## Goal
Please extract every text line from each of the rows below and repeat it word for word, omitting the pictures.

Data entries:
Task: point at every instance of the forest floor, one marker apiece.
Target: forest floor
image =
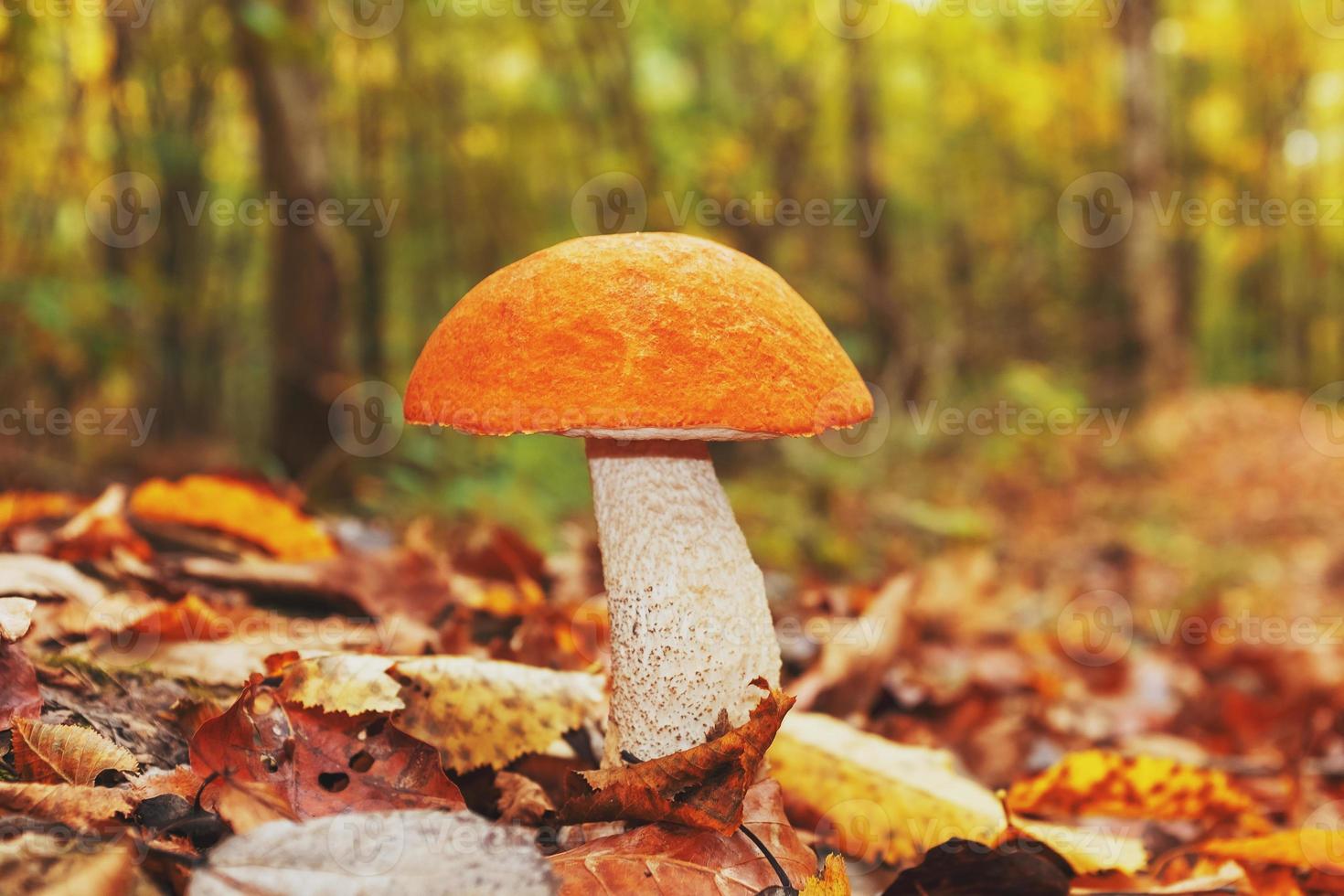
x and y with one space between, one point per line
1129 686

## Reply
Task: point at every instance of the forest floor, one marker apiece.
Target: forest floor
image =
x and y with one space between, one point per line
1129 686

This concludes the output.